§ **WHAT THE TASK ASKS**
Render all of the items below as a JSON list of strings, one string per line, with blank lines dropped. Leave the pictures out.

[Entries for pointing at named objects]
============================================================

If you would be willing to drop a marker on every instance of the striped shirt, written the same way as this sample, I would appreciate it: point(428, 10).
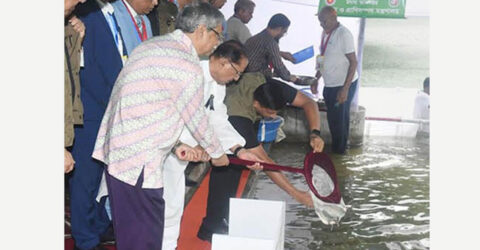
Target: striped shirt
point(262, 49)
point(158, 92)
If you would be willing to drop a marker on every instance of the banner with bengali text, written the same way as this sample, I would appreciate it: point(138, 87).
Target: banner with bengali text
point(367, 8)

============================================================

§ **ANSWER IN FULL**
[
  "If you would be willing to drop a marker on every instance of the striped shirt, written the same way as this sample, I would appreciate it: point(428, 10).",
  "Target: striped shirt",
  "point(262, 49)",
  "point(158, 92)",
  "If you would be willing to drop a marker on every instance of the banner with bengali text, written the same way as this sample, I would appreciate it: point(138, 87).",
  "Target: banner with bengali text",
  "point(367, 8)"
]